• Provided passage
──────
= Double-dead meat =

Meat taken from an animal that has died of disease

Double-dead meat is the Filipino appellation for meat taken from an animal that has died of disease. The appropriate method of dealing with diseased hog carcasses is disposal by burial or burning. Illegally slaughtered meat is also referred to as hot meat or botcha.

==Legality==
Double-dead meat comes from pigs that died from disease which are illegally cut up for sale. This meat has a dark hide and the hairs of the skin remains stuck to the fat even if it is dipped in boiling water. Hot meat on the other hand can be fit for human consumption but did not pass the necessary sanitary standards. The sale of double-dead meat is against the law in the Philippines, where under the Republic Act 9296 also known as the Meat Inspection Code and specifically the Consumer Act of the Philippines, a violator faces the penalty of a fine amounting to between Php 1,000.00 and Php 10,000.00 plus not less than six months but not more than five years imprisonment. The National Meat Inspection Service (NMIS) is tasked to monitor the meat industry process from the slaughterhouse to the markets. They are also able to confiscate meat products that were unable to pass their standards. Any person who is caught violating RA 9296 will face a cease and desist order. Their meat products are seized and buried to prevent it from being recovered and re-entering the market. The government of Quezon City is also planning on raising harsher penalties for trading illegal meat such as the immediate revocation of the business permit of the offending sellers.
──────
Referring expression grounding data

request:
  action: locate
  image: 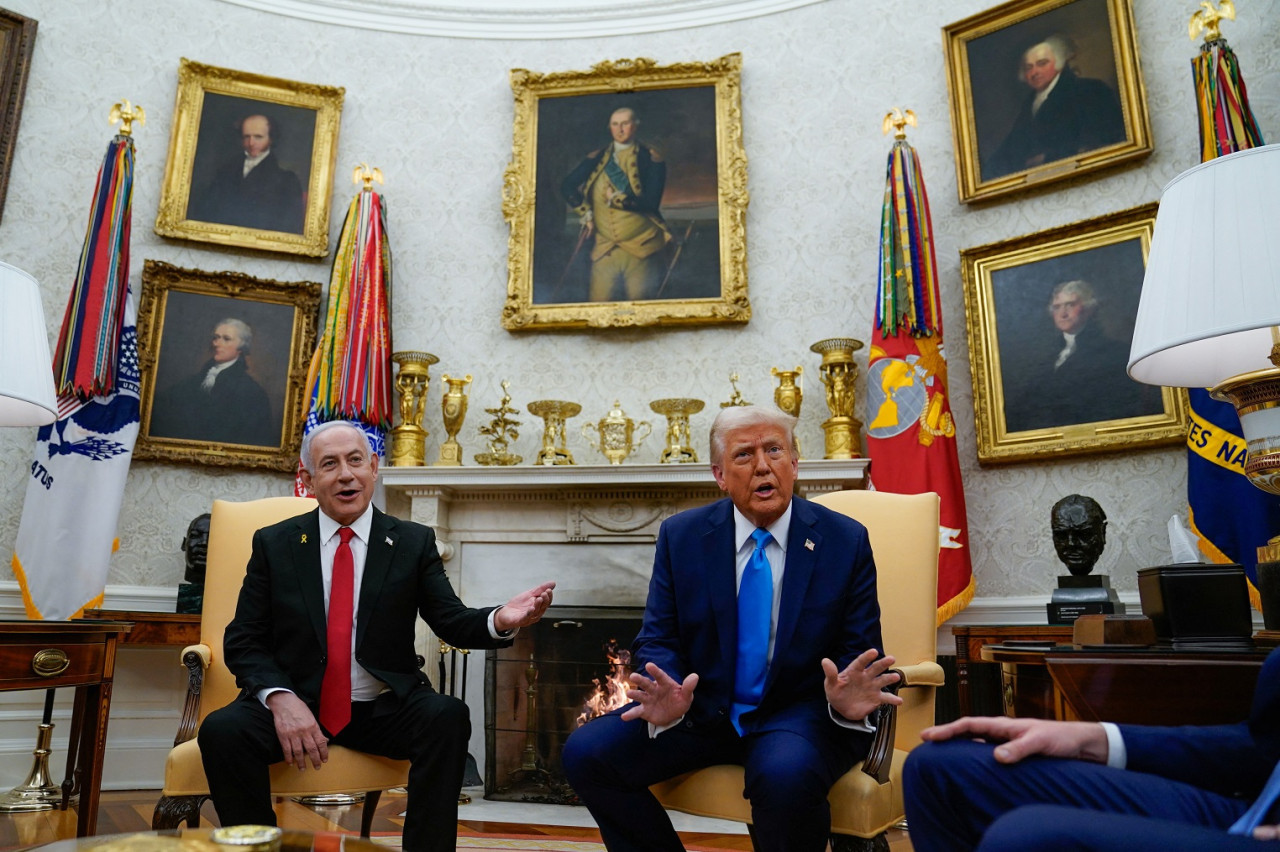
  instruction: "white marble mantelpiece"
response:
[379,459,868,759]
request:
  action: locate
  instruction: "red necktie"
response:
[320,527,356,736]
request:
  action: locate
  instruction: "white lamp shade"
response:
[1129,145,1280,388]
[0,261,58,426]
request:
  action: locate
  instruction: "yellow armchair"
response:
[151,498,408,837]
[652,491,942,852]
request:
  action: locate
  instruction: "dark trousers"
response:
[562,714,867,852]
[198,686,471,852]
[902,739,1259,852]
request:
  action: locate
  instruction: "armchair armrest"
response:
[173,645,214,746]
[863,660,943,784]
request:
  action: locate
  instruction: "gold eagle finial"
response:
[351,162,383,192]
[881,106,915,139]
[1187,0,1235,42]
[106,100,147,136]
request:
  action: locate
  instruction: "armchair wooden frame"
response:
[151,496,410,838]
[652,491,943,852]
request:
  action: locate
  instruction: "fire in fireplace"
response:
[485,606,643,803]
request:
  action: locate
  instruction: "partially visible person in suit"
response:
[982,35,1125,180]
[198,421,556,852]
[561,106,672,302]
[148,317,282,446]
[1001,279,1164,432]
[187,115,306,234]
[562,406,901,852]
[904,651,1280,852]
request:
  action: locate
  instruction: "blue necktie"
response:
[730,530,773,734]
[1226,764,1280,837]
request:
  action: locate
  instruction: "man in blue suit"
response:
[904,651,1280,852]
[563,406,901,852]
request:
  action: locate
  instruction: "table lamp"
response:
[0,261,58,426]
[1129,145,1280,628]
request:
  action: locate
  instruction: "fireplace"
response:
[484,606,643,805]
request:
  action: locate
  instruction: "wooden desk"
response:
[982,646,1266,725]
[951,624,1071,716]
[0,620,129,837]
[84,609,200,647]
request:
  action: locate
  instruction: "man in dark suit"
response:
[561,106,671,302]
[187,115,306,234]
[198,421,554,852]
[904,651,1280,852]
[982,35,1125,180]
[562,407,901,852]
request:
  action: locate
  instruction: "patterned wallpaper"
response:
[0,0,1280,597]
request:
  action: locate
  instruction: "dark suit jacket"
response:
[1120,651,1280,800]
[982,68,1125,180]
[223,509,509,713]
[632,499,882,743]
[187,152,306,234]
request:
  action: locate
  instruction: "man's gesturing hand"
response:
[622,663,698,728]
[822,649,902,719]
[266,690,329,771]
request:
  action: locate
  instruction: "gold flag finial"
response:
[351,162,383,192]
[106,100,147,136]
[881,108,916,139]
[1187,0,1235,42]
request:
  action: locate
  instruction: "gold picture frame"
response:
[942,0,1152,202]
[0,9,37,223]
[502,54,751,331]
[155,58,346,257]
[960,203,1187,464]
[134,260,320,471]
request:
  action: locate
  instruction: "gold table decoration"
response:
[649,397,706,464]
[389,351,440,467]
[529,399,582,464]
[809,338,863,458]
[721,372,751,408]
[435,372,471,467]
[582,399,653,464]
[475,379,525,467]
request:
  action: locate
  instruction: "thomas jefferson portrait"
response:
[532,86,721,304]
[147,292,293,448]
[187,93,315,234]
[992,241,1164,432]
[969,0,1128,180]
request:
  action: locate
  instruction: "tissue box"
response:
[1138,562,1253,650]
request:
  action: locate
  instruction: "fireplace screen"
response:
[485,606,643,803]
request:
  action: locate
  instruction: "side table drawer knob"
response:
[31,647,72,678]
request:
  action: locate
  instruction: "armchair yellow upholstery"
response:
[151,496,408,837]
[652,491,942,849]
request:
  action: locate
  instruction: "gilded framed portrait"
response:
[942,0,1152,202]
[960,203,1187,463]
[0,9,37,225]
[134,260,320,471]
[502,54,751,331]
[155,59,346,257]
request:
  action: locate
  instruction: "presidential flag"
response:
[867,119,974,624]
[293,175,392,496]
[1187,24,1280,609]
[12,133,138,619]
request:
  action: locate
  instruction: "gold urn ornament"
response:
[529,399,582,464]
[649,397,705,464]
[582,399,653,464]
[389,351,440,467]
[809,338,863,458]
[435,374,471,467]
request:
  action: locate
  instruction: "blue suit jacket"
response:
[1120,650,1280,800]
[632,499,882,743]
──────
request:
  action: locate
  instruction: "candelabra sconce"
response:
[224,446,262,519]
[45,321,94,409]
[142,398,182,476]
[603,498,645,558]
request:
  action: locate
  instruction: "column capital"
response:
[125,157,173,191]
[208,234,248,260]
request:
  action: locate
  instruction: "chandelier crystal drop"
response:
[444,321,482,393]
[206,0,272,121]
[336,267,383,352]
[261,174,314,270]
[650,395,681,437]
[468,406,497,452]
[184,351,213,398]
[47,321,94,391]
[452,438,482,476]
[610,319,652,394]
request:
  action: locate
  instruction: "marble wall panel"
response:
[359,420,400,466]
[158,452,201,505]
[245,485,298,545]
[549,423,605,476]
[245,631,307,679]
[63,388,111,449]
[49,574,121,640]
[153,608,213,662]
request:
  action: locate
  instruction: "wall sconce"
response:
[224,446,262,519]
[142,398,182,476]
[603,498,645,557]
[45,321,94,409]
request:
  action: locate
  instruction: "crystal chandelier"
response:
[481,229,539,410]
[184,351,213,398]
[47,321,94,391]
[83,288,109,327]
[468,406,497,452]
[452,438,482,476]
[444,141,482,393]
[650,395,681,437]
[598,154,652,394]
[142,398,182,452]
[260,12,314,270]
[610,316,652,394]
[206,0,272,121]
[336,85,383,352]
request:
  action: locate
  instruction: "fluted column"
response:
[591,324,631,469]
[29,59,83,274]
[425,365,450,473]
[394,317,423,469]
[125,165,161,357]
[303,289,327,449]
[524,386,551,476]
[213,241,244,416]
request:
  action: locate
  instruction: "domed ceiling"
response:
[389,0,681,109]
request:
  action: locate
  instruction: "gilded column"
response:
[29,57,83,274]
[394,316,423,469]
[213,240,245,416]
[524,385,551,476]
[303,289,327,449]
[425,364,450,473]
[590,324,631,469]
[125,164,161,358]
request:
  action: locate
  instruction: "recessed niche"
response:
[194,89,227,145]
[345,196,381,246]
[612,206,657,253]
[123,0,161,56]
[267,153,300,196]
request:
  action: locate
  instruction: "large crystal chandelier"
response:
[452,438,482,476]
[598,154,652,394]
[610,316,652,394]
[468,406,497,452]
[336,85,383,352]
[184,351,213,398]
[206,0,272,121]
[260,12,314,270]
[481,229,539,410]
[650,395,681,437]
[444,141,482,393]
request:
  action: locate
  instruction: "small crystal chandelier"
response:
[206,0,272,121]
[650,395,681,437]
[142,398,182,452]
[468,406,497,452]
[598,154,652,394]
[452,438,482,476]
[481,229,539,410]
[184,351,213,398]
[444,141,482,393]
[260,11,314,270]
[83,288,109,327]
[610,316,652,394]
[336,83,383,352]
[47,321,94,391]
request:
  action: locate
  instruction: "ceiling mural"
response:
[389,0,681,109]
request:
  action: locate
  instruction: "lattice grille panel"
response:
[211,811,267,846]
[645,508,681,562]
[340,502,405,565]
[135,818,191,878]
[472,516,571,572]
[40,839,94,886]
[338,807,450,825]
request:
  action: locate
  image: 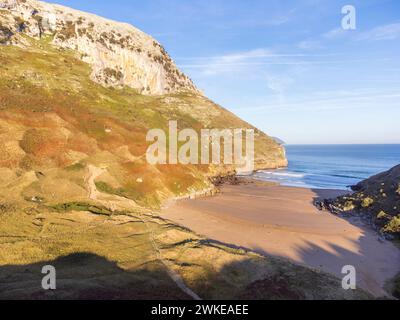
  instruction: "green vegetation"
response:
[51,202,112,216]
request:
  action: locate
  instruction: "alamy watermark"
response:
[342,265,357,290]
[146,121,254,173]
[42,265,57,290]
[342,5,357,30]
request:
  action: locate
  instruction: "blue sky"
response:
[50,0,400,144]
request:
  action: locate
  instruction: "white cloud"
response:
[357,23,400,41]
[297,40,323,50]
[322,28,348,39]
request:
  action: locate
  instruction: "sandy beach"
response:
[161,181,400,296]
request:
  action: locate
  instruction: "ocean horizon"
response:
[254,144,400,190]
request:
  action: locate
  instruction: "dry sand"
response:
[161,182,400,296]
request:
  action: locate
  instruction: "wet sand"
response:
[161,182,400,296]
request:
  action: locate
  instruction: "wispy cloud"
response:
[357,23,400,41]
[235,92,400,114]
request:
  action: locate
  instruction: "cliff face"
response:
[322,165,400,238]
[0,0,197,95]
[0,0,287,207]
──────
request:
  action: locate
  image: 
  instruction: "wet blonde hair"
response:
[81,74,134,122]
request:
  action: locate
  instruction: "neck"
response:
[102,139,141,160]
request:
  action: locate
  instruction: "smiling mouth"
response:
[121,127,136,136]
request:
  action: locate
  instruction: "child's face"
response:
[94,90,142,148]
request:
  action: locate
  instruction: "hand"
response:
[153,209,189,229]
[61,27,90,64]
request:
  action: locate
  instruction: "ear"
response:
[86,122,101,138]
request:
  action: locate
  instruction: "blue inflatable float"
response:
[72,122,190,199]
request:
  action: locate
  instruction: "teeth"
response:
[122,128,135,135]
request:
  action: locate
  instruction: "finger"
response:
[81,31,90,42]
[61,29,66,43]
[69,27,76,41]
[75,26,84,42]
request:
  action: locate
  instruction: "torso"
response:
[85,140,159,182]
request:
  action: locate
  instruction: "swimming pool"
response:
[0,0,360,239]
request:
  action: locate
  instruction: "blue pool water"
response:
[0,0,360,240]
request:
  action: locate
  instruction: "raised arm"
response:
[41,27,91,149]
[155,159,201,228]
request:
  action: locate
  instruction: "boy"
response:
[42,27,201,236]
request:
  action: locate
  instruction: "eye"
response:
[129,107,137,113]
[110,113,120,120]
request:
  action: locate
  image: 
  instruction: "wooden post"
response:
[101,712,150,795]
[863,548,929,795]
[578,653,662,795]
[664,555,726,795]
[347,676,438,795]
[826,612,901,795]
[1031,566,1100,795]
──────
• Work task
Please answer these questions from the text on double-dead meat.
(a) What two other names does it give for illegally slaughtered meat?
(b) Which agency is tasked to monitor the meat industry from the slaughterhouse to the markets?
(c) What harsher penalty is the government of Quezon City planning for sellers of illegal meat?
This data has no connection to the text on double-dead meat.

• Answer space
(a) Hot meat and botcha.
(b) The National Meat Inspection Service (NMIS).
(c) The immediate revocation of the offending sellers' business permit.